> Records provided

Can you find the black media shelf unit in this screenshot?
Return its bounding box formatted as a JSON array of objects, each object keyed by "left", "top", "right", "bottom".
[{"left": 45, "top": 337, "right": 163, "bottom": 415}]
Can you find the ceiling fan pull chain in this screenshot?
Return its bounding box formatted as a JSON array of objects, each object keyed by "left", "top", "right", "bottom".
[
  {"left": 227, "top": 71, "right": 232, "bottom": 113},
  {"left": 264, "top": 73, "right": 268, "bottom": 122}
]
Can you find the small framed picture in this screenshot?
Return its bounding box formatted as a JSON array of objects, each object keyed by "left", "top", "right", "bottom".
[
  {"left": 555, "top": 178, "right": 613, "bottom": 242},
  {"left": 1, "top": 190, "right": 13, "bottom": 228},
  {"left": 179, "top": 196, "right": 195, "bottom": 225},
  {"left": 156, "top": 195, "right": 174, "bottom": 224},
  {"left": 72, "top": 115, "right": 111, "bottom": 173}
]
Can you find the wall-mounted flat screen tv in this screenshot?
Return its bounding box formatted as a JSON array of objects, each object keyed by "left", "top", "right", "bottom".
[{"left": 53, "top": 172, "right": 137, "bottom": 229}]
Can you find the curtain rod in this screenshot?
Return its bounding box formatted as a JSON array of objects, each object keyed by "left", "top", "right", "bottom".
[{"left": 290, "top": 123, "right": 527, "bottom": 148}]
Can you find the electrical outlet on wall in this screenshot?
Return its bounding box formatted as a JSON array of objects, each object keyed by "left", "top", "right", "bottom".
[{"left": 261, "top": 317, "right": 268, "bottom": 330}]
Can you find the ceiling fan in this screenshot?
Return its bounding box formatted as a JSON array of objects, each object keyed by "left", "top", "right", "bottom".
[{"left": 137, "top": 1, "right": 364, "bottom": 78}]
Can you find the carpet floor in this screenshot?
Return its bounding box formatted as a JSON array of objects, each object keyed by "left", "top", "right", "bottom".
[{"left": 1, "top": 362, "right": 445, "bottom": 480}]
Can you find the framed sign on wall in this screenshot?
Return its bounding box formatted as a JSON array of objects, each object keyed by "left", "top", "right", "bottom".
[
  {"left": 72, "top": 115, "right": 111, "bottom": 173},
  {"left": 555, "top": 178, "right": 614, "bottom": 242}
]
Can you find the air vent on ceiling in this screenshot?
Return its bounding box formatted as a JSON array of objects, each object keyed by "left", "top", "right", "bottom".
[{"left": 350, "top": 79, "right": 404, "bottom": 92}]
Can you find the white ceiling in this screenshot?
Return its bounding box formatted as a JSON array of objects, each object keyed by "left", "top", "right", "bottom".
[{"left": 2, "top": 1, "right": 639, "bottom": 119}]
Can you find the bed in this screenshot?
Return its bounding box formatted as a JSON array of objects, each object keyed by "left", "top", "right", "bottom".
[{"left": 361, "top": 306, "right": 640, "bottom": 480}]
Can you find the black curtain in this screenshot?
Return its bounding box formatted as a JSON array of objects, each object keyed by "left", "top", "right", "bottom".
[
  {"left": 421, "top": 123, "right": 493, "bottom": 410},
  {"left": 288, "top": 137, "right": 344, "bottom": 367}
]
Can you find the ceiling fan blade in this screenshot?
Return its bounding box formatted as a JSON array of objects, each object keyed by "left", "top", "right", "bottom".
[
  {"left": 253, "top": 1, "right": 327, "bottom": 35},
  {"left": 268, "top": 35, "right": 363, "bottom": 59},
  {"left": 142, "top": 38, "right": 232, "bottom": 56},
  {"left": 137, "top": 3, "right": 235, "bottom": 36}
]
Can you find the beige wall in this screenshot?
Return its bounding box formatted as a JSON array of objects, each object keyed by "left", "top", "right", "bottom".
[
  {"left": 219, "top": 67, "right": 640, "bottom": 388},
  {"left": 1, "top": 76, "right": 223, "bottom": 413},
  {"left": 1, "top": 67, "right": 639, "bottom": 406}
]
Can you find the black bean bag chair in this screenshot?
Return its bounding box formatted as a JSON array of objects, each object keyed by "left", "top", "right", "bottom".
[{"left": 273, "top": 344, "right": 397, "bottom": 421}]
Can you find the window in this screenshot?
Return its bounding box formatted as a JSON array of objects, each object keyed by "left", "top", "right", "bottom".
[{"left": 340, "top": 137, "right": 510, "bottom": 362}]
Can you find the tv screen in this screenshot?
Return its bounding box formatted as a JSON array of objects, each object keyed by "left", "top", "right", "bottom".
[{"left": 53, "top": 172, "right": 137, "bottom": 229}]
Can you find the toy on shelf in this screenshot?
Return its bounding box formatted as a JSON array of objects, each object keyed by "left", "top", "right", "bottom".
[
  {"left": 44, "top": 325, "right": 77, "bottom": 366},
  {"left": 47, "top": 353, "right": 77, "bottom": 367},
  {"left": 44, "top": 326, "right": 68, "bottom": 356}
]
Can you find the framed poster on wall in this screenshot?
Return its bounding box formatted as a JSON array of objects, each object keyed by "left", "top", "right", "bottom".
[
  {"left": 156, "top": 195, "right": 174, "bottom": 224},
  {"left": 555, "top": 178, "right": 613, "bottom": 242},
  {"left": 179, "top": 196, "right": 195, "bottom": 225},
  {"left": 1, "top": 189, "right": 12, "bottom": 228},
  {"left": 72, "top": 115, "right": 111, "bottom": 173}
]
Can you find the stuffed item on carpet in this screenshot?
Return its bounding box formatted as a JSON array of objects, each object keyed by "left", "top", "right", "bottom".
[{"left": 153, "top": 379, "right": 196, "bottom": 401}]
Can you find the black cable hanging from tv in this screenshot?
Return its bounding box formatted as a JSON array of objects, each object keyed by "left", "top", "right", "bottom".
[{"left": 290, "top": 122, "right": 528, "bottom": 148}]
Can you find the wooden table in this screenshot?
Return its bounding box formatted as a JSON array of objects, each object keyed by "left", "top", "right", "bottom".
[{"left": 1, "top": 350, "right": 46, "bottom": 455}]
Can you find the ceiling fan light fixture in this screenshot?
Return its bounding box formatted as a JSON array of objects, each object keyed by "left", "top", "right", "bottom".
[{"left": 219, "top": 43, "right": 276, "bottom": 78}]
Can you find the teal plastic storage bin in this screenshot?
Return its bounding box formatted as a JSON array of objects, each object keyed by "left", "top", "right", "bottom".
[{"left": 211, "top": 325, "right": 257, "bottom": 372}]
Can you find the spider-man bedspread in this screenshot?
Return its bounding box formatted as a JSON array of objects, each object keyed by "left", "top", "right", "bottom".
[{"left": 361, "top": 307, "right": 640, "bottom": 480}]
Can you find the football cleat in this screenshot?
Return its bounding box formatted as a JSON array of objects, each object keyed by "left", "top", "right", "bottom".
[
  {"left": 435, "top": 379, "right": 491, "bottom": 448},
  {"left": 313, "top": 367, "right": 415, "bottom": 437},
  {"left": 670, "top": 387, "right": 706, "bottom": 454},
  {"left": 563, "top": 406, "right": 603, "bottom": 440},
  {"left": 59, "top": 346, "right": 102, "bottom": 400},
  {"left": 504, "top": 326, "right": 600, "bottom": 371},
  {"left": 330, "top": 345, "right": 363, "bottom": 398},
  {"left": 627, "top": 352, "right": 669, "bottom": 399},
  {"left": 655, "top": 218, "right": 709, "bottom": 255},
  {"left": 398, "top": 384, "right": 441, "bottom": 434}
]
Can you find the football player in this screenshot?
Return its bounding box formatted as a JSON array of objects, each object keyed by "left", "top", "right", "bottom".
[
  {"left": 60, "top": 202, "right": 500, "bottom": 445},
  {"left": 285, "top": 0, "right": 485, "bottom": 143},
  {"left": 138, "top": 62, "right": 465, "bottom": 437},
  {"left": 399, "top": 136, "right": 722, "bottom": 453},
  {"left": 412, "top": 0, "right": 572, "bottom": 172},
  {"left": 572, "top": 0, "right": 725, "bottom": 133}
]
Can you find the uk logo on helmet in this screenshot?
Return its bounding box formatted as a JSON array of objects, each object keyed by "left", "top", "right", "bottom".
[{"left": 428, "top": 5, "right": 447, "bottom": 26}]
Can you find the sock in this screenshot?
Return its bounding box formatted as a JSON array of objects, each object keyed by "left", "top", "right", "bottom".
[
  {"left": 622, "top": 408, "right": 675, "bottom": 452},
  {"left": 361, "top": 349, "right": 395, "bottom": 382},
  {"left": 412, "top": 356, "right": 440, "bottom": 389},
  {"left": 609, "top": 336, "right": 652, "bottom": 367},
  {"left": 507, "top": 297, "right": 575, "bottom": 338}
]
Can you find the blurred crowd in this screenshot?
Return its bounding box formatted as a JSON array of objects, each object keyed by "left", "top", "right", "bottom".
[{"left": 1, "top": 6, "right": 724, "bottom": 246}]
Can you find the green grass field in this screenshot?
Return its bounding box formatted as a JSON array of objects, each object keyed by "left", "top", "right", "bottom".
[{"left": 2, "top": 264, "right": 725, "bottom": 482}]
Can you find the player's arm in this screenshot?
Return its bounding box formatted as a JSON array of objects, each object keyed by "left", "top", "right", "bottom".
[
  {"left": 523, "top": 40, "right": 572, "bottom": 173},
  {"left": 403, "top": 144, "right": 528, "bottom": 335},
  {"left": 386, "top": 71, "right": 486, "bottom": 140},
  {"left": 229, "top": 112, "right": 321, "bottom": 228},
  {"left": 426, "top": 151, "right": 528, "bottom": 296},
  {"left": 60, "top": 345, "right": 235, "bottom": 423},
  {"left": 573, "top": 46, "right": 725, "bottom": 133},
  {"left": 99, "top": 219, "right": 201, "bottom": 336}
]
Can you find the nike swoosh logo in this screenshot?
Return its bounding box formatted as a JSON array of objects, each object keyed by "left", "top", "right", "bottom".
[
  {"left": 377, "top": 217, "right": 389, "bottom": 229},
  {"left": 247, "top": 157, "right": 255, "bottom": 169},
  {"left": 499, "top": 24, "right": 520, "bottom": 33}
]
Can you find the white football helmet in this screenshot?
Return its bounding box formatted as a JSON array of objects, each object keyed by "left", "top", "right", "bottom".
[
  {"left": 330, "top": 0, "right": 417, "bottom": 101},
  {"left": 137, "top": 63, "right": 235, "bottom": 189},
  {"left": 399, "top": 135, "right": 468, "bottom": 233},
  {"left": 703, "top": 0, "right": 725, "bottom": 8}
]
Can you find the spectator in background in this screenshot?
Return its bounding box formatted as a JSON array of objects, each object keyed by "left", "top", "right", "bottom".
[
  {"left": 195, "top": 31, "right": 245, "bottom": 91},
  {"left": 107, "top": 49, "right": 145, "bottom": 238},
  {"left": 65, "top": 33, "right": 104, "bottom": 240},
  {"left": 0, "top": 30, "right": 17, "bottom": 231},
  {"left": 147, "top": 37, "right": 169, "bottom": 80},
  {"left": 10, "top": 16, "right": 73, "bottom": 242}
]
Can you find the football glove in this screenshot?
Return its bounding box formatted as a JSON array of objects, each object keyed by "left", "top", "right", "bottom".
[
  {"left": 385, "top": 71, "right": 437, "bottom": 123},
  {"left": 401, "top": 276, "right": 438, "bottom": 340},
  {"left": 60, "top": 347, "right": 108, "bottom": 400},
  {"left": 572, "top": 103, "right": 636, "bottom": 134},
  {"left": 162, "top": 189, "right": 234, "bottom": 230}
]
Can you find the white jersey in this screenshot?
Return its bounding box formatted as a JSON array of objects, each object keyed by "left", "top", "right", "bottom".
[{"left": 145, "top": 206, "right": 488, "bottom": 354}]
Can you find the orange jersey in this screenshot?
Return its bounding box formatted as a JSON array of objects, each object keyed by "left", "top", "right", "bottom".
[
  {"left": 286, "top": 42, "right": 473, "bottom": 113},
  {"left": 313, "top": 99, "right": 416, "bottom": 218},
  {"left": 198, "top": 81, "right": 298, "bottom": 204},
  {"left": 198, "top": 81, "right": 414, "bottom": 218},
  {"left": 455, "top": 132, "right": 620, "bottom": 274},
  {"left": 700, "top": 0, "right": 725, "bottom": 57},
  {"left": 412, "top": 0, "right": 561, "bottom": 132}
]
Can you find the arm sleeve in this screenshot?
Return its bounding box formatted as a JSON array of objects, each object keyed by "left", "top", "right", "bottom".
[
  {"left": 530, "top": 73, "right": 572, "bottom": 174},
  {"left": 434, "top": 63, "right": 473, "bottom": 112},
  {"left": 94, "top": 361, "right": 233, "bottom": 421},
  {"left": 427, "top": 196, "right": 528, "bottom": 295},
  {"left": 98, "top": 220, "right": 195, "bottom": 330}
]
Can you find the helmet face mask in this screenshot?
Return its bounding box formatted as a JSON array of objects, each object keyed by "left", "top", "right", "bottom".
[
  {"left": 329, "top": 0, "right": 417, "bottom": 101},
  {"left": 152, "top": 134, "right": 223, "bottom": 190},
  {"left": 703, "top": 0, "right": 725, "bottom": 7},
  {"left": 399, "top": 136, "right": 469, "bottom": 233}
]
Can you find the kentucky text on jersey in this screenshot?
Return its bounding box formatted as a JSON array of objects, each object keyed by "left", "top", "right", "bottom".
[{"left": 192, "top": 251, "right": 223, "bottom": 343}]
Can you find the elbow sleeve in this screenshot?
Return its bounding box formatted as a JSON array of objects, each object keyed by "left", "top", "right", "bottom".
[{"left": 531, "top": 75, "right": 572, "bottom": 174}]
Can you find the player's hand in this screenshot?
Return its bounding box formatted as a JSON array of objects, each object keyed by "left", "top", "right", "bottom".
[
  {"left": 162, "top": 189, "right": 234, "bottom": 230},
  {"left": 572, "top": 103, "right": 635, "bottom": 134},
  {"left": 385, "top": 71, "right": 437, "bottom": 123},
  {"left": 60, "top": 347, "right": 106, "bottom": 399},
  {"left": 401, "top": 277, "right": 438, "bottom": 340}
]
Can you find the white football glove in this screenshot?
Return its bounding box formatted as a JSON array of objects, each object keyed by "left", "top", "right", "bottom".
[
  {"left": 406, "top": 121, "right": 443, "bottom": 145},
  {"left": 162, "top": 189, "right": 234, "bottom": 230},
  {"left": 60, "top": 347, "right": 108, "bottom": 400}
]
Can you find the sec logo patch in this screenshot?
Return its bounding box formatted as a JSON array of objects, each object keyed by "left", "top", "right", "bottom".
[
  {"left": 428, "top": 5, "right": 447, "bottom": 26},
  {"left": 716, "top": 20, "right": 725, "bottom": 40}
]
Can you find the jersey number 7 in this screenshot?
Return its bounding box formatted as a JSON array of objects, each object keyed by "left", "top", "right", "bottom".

> Aim of the task
Look through the entries and find each line that has the string "ceiling". Copy those lines.

> Answer area
Can you find the ceiling fan pull chain in this screenshot?
Can you find the ceiling fan in this screenshot?
Can you find the air vent on ceiling in this screenshot?
Can you find the white ceiling in this screenshot?
Can you find the ceiling fan blade in this screenshot?
Can you find the ceiling fan light fixture in this screenshot?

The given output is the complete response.